Document text
This website will be unavailable from Thursday, May 30, 2024 at 6:00 p.m. through Monday, June 3, 2024 at 7:00 a.m. due to data center maintenance.

BILL ANALYSIS

 

 

                                                                                                                                      C.S.H.B. 879

                                                                                                                                        By: Madden

                                                                                                     Local Government Ways & Means

                                                                                                        Committee Report (Substituted)

 

 

 

BACKGROUND AND PURPOSE

 

This proposal gives school districts, cities, and other local taxing units an optional and useful financial tool to better manage their resources.  Basically, it gives local governments the option to “monetize” – that is, sell delinquent property tax receivables and turn them into immediate revenue.  Local officials would have the ability to sell these assets in order to accelerate revenue and create budgetary flexibility in these difficult financial times.  For example, when school districts create their budgets in the early spring, they currently make an estimate of the percentage of tax collections they expect to receive.  If the district expects, based on past experience, to collect 98% of their taxes and ends up later getting 94%, for example, the district may have to cut the budget they have already set and approved, right before school starts.  If the proposed legislation passed, and a district chose to monetize, the district could annually receive a lump-sum payment upfront, at the time it is setting its budget.  In return, the district would give the purchaser the funds from the delinquent tax receivables down the road when the district receives them. This optional fiscal management tool creates a reliable budget stream and promotes certainty in budgeting, if used annually, effectively matching current expenditures with current revenues.  In addition, in the first year that a district monetized its receivables, the district could recover a sizable lump-sum for the back years of delinquent tax receivables. About 30 states have similar laws under which local taxing jurisdictions sell such assets.  This proposal does not affect or address collections of delinquent taxes and does not change the process or any protections for delinquent taxpayers. It also does nothing to affect the relationship of any taxing unit with the persons they hire to do delinquent tax collections work.  The purchaser would not have any lien interest and would only be purchasing the cash flows that the local government receives when the delinquent taxes are finally collected.

 

RULEMAKING AUTHORITY

 

It is the committee's opinion that this bill does not expressly grant any additional rulemaking authority to a state officer, department, agency, or institution.

Problem to solve
Decide whether each statement agrees with the bill analysis, answering yes or no and quoting the words of the bill analysis that settle it: 1. A purchaser of the receivables would hold a lien interest. 2. About 30 states have similar laws. 3. The proposal changes the protections for delinquent taxpayers. Nothing in the listing is needed for the work here.

Supplied information
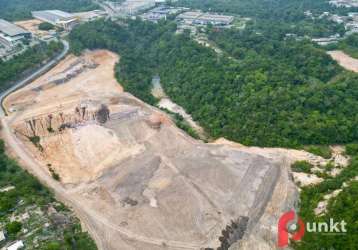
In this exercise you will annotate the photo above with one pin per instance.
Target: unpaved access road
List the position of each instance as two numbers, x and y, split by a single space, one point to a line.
135 180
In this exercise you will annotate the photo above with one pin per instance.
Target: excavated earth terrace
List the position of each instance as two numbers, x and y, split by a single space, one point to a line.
137 180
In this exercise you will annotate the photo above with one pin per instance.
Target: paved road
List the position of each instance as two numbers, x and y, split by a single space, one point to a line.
34 75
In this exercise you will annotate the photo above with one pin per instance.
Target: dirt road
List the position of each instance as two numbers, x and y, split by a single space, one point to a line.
90 218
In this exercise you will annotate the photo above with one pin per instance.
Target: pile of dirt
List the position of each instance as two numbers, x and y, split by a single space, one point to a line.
138 180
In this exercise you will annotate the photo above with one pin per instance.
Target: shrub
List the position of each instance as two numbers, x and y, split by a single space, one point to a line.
352 149
323 151
13 228
301 166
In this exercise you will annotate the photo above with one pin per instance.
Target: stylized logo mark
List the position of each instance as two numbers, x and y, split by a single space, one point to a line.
283 231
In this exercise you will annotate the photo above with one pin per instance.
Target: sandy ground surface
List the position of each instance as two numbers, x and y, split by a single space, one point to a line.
135 180
167 103
345 60
32 25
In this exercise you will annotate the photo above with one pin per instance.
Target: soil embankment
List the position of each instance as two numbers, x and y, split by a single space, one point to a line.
136 180
345 60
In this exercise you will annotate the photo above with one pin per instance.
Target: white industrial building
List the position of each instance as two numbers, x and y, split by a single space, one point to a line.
200 18
17 245
11 34
57 17
131 7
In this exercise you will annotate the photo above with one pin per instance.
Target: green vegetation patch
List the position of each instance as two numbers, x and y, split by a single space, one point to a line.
301 166
21 9
31 203
268 92
323 151
23 64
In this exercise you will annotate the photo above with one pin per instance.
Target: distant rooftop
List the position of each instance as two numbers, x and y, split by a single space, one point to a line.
11 29
53 15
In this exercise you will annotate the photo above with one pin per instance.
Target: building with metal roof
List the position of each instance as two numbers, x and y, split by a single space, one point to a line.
56 17
198 17
11 34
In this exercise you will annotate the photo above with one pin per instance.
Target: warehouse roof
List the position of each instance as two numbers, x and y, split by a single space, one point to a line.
11 29
53 15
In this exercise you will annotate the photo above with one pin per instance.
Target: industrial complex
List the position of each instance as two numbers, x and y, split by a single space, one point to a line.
11 34
57 17
200 18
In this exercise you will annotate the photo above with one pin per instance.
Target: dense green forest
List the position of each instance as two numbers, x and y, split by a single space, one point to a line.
272 93
349 45
22 64
343 207
284 16
29 192
21 9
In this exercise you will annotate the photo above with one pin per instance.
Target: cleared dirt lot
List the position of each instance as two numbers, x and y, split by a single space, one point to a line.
345 60
136 180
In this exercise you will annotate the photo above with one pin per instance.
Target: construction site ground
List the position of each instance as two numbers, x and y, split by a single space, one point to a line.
135 179
345 60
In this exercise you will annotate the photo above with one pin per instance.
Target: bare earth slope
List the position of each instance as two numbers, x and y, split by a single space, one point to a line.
136 180
345 60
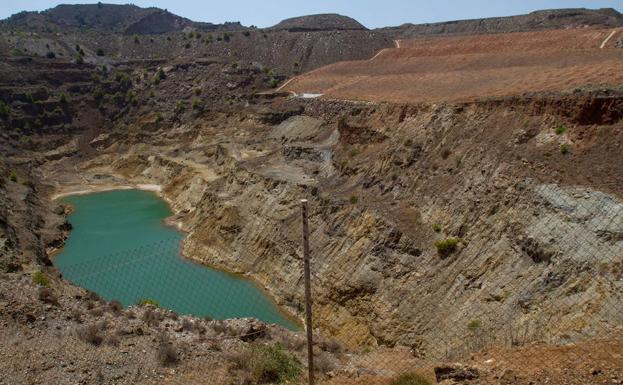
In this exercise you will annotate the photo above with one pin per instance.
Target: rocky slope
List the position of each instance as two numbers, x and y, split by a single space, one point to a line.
124 19
323 22
438 231
538 20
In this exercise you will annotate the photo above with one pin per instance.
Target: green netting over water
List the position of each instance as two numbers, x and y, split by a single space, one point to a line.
106 253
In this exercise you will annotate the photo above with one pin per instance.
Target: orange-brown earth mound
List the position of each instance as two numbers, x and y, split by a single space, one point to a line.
473 67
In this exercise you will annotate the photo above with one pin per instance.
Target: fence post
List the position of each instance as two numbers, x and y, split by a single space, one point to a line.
308 315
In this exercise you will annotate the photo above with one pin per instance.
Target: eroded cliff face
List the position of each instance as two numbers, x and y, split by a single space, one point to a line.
538 250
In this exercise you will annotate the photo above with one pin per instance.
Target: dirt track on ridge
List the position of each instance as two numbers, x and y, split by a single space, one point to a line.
473 67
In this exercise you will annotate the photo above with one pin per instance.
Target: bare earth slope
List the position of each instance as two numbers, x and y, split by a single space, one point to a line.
534 21
471 67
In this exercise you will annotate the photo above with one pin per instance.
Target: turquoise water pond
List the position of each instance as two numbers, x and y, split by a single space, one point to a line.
120 248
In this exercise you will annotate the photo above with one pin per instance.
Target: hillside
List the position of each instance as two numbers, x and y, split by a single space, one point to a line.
467 68
325 22
535 21
124 19
463 191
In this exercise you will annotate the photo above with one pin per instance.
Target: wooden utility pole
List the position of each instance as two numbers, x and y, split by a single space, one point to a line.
308 327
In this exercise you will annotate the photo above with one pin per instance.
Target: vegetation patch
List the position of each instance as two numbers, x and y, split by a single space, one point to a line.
147 301
5 110
39 278
447 246
410 379
564 149
474 325
269 364
560 129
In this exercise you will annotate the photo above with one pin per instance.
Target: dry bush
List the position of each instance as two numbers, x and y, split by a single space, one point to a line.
115 306
76 315
90 304
166 353
92 296
324 362
92 333
46 295
187 325
97 312
112 339
173 315
221 327
267 364
290 340
151 317
331 346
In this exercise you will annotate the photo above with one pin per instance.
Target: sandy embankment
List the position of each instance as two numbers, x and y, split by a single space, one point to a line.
101 188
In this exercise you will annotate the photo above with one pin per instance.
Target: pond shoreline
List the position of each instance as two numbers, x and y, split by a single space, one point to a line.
177 227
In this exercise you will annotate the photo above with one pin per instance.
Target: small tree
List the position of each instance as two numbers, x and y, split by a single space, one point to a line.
160 75
410 379
5 110
39 278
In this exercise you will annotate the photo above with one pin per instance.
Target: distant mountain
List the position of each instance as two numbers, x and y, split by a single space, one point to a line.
539 20
125 19
322 22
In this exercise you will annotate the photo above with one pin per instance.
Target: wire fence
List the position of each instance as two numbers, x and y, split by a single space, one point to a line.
506 281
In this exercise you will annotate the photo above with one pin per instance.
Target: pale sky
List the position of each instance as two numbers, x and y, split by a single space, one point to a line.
371 13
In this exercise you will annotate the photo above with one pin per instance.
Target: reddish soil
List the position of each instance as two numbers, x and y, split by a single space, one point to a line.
474 67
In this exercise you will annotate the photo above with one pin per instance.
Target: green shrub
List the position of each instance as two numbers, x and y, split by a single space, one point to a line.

Answer to the exercise
1. No: "The purchaser would not have any lien interest"
2. Yes: "About 30 states have similar laws under which local taxing jurisdictions sell such assets."
3. No: "does not change the process or any protections for delinquent taxpayers"